TASK BRIEF ▸
Could you rewrite the items starting at the line that contains "Reviewer note: confirm that every instance of the headlight" and running through the last of the items, with "headlight" changed to "head lamp" and nothing else altered?

MATERIAL TO PROCESS ▸
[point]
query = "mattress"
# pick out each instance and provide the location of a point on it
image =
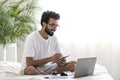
(11, 71)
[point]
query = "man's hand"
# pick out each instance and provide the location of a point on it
(56, 56)
(61, 63)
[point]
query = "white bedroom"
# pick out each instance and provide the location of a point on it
(87, 28)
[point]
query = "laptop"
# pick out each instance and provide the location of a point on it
(84, 67)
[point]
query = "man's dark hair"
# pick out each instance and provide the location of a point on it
(47, 15)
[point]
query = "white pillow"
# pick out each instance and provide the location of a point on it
(9, 67)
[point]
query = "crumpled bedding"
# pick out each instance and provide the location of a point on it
(11, 71)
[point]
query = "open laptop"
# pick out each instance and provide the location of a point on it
(84, 67)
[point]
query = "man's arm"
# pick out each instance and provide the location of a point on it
(40, 62)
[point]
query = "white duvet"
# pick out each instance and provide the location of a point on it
(10, 71)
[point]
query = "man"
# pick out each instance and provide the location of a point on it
(41, 48)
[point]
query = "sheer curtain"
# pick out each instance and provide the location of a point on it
(89, 28)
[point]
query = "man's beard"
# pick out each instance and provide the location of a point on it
(49, 32)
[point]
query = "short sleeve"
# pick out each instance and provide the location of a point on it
(57, 46)
(29, 47)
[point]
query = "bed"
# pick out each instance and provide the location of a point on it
(11, 71)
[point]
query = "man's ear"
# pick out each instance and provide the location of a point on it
(44, 24)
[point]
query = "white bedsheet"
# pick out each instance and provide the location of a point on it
(10, 71)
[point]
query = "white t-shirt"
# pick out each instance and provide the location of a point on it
(38, 47)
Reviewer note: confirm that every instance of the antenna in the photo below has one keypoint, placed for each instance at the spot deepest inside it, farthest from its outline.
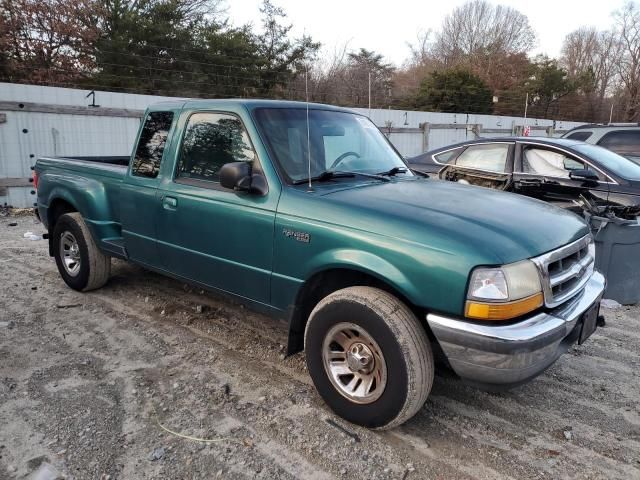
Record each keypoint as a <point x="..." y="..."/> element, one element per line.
<point x="306" y="92"/>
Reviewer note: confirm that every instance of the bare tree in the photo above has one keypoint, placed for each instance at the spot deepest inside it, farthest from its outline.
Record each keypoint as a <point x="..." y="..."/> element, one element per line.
<point x="590" y="58"/>
<point x="49" y="39"/>
<point x="479" y="28"/>
<point x="627" y="28"/>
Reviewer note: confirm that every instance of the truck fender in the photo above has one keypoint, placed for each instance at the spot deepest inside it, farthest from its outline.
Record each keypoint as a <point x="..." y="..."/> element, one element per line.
<point x="336" y="269"/>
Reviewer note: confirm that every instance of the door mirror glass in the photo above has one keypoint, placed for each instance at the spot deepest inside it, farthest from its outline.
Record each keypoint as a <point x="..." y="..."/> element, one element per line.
<point x="583" y="174"/>
<point x="237" y="176"/>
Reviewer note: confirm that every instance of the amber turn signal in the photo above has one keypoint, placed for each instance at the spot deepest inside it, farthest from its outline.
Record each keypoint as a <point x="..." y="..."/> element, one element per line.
<point x="503" y="310"/>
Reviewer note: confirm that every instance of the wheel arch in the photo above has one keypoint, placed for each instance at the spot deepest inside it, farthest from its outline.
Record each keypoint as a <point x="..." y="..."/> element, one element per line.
<point x="329" y="280"/>
<point x="57" y="207"/>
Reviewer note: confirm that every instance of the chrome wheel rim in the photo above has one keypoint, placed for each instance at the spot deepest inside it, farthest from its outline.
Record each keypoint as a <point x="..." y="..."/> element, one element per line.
<point x="354" y="363"/>
<point x="70" y="253"/>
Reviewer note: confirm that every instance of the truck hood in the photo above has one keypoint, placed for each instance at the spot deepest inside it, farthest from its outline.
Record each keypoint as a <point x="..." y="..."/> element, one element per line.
<point x="502" y="227"/>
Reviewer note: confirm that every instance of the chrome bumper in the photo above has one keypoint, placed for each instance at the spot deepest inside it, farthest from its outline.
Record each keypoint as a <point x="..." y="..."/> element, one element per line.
<point x="508" y="355"/>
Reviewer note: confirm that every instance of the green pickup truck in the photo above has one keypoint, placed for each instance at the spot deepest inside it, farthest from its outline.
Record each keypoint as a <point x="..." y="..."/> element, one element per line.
<point x="307" y="212"/>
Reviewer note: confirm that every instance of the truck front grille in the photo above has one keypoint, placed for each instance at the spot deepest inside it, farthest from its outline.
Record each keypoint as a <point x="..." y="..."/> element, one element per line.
<point x="566" y="270"/>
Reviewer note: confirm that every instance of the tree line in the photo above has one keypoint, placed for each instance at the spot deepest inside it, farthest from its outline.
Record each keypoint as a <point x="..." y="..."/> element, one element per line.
<point x="478" y="61"/>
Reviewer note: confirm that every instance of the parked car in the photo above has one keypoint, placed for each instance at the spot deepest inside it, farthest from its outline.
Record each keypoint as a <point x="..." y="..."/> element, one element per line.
<point x="560" y="171"/>
<point x="624" y="139"/>
<point x="306" y="212"/>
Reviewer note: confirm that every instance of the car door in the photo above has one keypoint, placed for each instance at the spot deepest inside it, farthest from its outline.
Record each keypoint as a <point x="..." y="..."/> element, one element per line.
<point x="484" y="164"/>
<point x="137" y="200"/>
<point x="215" y="236"/>
<point x="543" y="171"/>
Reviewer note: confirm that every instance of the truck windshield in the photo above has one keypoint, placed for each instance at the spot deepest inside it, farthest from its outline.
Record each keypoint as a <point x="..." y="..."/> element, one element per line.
<point x="339" y="141"/>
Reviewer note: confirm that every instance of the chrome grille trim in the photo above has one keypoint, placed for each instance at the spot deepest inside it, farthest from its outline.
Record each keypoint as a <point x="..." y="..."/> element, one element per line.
<point x="565" y="271"/>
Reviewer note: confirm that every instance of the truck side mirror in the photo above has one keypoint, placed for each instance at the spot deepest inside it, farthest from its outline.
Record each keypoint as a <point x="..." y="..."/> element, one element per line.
<point x="584" y="174"/>
<point x="237" y="176"/>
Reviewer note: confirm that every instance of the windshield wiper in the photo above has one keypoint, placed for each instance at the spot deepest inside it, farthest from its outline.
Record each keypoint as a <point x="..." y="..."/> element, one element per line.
<point x="330" y="174"/>
<point x="394" y="171"/>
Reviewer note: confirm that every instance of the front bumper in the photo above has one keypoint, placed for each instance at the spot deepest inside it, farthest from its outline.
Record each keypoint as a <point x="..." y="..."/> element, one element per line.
<point x="508" y="355"/>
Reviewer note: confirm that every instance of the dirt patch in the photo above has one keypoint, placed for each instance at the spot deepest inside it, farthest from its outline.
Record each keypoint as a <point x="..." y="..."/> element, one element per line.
<point x="150" y="378"/>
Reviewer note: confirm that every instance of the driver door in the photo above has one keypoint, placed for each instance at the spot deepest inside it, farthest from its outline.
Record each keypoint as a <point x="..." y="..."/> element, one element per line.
<point x="215" y="236"/>
<point x="544" y="172"/>
<point x="484" y="164"/>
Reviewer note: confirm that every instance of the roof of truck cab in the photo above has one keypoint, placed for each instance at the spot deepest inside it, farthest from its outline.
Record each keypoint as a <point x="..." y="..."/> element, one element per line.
<point x="250" y="104"/>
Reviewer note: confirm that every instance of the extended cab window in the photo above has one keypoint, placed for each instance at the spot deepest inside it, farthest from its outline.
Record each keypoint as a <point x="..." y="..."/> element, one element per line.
<point x="491" y="157"/>
<point x="550" y="163"/>
<point x="153" y="139"/>
<point x="210" y="141"/>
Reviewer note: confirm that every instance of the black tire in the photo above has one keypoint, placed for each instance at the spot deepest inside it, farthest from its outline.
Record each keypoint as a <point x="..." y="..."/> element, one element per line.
<point x="93" y="268"/>
<point x="401" y="340"/>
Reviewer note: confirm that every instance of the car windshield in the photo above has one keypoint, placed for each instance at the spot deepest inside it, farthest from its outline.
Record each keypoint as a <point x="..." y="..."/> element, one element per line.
<point x="619" y="165"/>
<point x="339" y="141"/>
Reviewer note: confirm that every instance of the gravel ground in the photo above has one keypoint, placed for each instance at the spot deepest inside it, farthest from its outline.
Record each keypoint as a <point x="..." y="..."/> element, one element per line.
<point x="111" y="385"/>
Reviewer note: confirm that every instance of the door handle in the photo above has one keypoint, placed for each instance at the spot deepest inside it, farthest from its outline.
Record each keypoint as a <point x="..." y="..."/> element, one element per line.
<point x="169" y="203"/>
<point x="530" y="182"/>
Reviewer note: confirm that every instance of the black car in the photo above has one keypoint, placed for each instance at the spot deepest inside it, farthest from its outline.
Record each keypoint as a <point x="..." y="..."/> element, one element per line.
<point x="624" y="139"/>
<point x="562" y="171"/>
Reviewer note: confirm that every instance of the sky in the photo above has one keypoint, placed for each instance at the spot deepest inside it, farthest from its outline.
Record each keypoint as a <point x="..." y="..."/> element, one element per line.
<point x="387" y="26"/>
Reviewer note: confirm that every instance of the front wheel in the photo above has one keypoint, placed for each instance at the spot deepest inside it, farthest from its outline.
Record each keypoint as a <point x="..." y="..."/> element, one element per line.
<point x="369" y="357"/>
<point x="80" y="262"/>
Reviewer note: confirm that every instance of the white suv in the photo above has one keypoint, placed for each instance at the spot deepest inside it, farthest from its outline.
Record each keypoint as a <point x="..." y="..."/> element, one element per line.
<point x="624" y="139"/>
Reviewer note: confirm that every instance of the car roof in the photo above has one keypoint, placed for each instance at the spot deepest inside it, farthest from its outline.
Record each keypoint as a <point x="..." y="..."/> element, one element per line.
<point x="250" y="104"/>
<point x="551" y="141"/>
<point x="599" y="126"/>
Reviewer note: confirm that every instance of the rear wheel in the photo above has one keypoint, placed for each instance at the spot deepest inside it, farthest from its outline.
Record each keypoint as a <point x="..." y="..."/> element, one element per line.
<point x="369" y="357"/>
<point x="80" y="262"/>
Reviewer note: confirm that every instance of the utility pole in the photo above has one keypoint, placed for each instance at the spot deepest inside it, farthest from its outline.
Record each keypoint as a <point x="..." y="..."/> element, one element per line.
<point x="611" y="114"/>
<point x="369" y="93"/>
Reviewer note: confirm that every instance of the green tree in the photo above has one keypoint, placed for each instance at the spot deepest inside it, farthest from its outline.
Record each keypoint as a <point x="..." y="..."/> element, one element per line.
<point x="454" y="90"/>
<point x="282" y="58"/>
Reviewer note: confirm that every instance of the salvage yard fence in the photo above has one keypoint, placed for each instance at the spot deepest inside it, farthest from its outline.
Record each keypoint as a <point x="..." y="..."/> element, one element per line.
<point x="50" y="121"/>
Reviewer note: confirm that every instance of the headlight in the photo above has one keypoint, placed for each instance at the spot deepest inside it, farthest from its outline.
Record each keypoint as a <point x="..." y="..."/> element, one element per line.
<point x="505" y="292"/>
<point x="592" y="249"/>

SOLVED PROBLEM ▸
Reviewer note: confirm that every instance of the head lamp in the photo above has one keypoint, placed for each instance at the spot deepest inside it, farthest from its outline.
Record each keypoint as a <point x="..." y="..."/> element, one element per line.
<point x="505" y="292"/>
<point x="592" y="249"/>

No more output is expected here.